» **Text passage**
## Begin

# Club/Combine cheating ?



## M Kurps (Mar 19, 2009)

Has anyone ever caught or heard of a club/combine being caught for cheating ? Also what happened to that club/combine as if they did it once whose to say that didn't or wouldn't do it again ?
Kurps


----------



## orock (Mar 28, 2011)

No I haven't but I'm new to the Pigeon racing.


----------



## Matt Bell (May 5, 2010)

Not a club/combine cheating but we did have a member get caught cheating. He was banned for life. Pretty dumb too, all he did was take an old countermark and clock it as if it were a bird he raced. 'Won' the race by 2 hours or so, red flags so we check inside countermark number, and what do ya know it was from 2 races ago. Couldn't believe he was that stupid.


----------



## SmithFamilyLoft (Nov 22, 2004)

M Kurps said:


> Has anyone ever caught or heard of a club/combine being caught for cheating ? Also what happened to that club/combine as if they did it once whose to say that didn't or wouldn't do it again ?
> Kurps


 Once upon a time there was a guy who cheated....he was taken out behind the club house where he was horse whipped and then he was hung by the neck did dead. Since then I am told there has never been another cheater in these here parts. Course now days, not sure you could hang the guy anymore, since it is frowned upon by folks who just don't understand pigeon racing. They mumble about being "extreme" and other such stuff, but for the most part, we pay them no mind.


----------



## g-pigeon (Aug 24, 2010)

LOL That would be a deterrent


----------



## JRNY (Nov 17, 2009)

Heard of a guy give coffee to his birds. (Caffine) Held is winnings ( over $5.000 ) till they did a investagation was done. Never found out the outcome.


----------



## Crazy Pete (Nov 13, 2008)

Crazy All and Brad Hogan give their birds tea, so why not give them coffee? If you give them coffee on Friday before the race then Saturday the rush has gone to bust.
Dave


----------



## Pigeon0446 (Apr 22, 2007)

## End

Object position labeling entries:
## Begin

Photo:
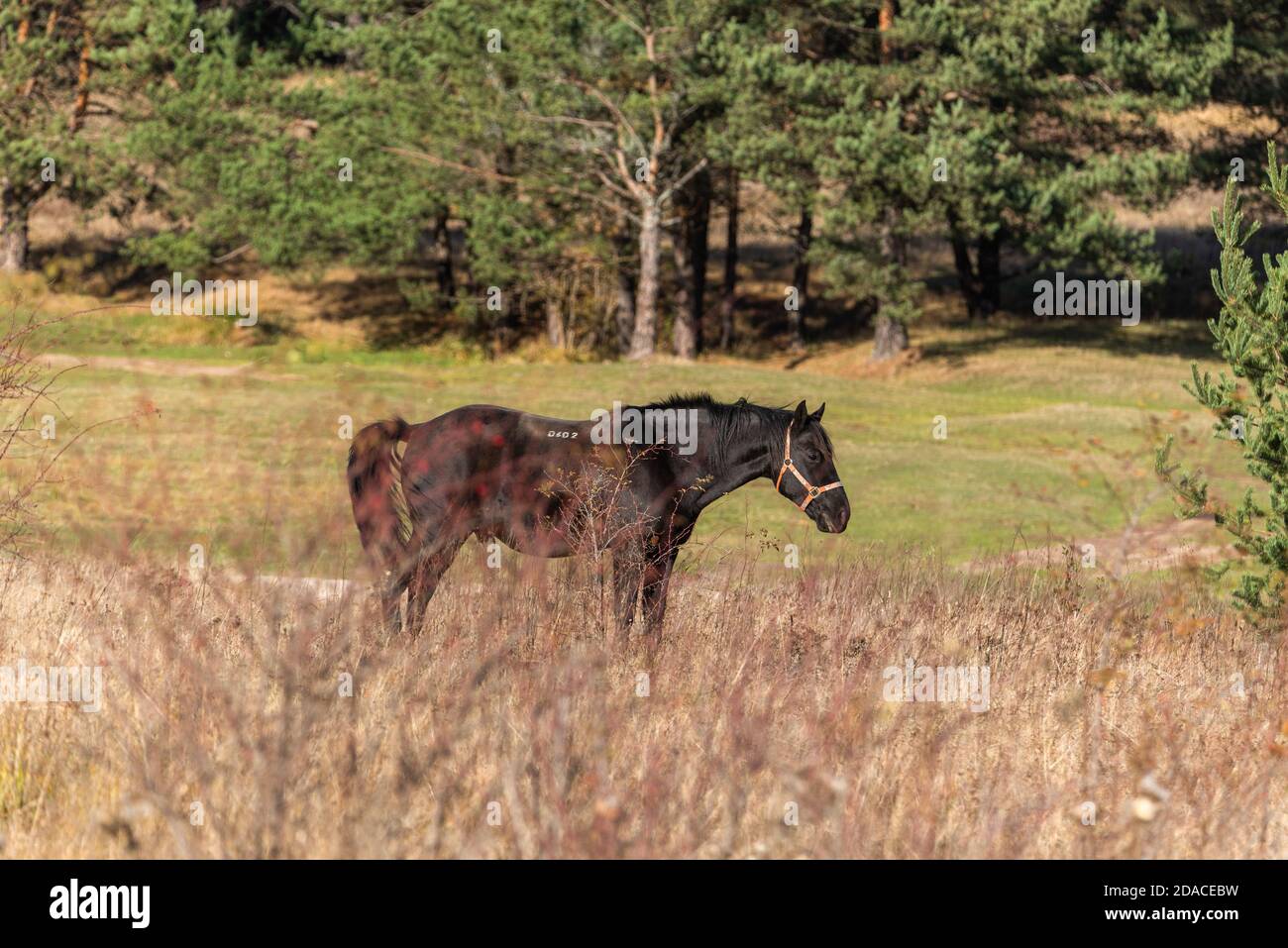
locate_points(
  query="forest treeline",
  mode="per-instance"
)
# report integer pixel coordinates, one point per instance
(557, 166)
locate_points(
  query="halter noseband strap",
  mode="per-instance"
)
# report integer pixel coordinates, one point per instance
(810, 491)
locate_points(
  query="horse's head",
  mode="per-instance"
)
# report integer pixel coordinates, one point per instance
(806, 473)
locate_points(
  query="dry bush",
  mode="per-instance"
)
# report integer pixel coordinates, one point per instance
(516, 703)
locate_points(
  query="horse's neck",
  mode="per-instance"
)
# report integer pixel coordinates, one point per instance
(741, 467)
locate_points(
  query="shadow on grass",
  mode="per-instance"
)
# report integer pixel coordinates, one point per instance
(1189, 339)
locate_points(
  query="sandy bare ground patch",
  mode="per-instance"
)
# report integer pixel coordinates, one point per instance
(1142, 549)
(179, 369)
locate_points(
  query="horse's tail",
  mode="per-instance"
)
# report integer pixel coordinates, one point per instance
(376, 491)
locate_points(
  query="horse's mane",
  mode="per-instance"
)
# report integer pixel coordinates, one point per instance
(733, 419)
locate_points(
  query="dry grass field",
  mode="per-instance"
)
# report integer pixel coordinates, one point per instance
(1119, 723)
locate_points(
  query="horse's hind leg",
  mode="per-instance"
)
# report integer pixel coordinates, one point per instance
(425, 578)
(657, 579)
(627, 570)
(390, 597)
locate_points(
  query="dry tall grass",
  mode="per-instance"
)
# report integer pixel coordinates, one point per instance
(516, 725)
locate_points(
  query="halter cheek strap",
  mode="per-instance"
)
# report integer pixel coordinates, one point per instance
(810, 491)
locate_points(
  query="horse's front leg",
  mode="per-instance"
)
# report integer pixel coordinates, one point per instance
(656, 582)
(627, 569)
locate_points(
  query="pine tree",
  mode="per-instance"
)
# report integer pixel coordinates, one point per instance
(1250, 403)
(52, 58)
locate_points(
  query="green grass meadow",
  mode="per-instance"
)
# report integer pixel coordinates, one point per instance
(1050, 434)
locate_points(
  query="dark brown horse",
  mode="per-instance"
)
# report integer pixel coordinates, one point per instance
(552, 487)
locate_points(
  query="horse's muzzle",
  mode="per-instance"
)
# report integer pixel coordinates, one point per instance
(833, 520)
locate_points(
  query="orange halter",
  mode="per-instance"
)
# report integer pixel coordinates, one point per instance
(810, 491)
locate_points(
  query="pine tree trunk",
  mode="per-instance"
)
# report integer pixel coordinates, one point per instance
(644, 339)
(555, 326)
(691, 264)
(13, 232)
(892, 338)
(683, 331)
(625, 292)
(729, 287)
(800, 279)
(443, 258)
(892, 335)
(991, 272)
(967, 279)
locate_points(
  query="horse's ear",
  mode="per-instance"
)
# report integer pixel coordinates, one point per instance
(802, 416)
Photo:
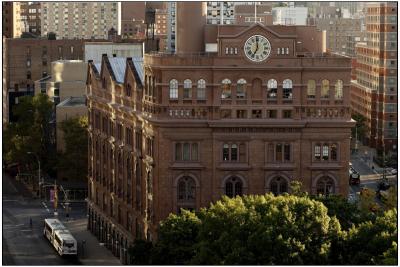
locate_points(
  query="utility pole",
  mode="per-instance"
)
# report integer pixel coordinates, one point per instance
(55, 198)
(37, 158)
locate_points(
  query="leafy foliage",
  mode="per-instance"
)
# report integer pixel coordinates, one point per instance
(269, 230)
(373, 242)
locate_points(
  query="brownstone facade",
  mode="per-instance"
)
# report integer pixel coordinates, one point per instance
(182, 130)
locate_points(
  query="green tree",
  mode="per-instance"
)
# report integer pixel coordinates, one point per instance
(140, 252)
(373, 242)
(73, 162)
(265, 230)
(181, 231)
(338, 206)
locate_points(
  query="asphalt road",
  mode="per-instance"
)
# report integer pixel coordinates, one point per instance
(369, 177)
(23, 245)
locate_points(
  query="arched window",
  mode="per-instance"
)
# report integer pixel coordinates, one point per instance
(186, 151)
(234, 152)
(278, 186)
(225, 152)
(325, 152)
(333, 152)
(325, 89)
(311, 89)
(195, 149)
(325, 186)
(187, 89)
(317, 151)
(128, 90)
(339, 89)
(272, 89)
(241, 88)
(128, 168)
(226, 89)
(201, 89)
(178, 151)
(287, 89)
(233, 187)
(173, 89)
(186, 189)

## End
## Begin

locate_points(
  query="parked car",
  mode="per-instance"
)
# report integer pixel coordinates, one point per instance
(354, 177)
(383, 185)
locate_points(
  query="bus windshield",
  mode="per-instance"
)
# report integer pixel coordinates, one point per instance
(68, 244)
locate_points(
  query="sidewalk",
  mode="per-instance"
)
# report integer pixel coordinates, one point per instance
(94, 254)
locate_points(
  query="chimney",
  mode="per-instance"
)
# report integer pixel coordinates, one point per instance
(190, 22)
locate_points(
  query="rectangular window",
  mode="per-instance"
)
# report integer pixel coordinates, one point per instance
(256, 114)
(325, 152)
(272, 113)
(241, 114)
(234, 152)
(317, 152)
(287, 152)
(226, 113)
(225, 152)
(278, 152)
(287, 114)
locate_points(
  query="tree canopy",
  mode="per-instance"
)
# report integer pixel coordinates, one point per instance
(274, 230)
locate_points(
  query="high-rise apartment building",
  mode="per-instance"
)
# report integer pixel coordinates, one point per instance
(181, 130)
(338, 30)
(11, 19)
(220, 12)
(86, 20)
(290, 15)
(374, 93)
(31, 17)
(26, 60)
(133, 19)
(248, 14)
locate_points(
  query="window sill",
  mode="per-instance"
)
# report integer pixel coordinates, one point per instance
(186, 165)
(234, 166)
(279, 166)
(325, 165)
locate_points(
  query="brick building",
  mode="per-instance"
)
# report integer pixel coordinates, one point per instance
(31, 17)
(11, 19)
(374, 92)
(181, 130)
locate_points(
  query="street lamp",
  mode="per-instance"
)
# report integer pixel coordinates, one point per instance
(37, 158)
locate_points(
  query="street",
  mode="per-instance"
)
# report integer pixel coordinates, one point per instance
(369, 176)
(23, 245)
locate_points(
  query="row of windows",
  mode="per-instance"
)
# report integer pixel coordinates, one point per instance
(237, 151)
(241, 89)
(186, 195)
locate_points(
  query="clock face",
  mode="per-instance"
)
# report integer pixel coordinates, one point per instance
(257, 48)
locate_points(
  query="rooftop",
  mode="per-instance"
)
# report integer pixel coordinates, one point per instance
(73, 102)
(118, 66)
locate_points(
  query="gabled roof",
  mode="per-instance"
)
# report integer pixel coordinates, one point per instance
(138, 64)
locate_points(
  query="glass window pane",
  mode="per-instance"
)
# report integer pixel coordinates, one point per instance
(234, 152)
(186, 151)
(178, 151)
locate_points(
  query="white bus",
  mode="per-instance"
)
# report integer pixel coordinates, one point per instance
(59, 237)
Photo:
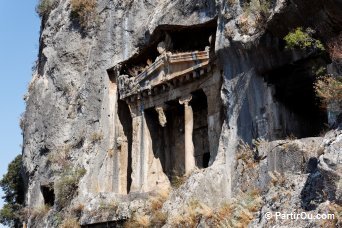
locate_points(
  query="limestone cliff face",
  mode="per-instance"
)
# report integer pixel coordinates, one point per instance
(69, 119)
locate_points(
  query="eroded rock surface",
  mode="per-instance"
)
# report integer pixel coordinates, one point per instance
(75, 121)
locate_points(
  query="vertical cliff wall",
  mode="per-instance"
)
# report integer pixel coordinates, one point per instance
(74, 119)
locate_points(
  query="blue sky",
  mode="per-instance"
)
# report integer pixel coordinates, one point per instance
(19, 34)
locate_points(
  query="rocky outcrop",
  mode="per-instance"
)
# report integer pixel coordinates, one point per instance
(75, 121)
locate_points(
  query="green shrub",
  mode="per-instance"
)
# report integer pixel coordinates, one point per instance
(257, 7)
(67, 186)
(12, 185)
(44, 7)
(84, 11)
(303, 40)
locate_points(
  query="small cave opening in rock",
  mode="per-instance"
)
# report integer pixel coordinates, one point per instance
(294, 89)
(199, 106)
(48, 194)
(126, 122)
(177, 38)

## End
## Begin

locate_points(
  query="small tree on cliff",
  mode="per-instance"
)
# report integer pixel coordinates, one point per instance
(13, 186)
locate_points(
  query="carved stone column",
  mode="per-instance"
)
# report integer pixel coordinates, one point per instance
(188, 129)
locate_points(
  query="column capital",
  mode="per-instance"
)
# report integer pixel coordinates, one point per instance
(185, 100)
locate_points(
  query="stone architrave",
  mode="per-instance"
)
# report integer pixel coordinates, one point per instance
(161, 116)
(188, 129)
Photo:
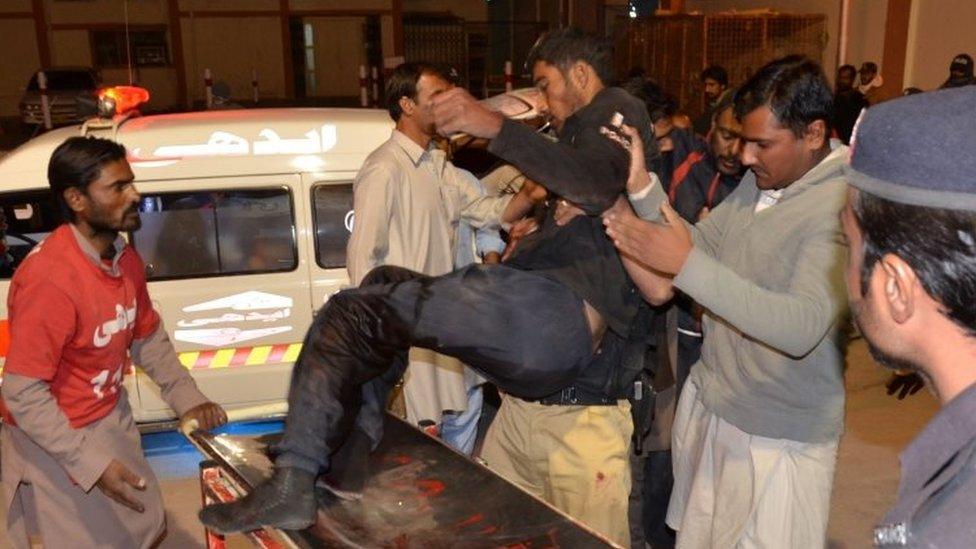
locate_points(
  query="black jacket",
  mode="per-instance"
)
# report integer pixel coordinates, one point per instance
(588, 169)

## End

» **Given task 1**
In the pigeon racing forum thread, what penalty did the member who was caught cheating receive?
» **Given task 2**
Using the pigeon racing forum thread, explain what led the club to check the number inside the countermark the member clocked and what that check revealed.

» **Full solution 1**
He was banned for life.

» **Full solution 2**
The member appeared to have won the race by about two hours, which raised red flags. When the club checked the number inside the countermark, they found it was from two races earlier.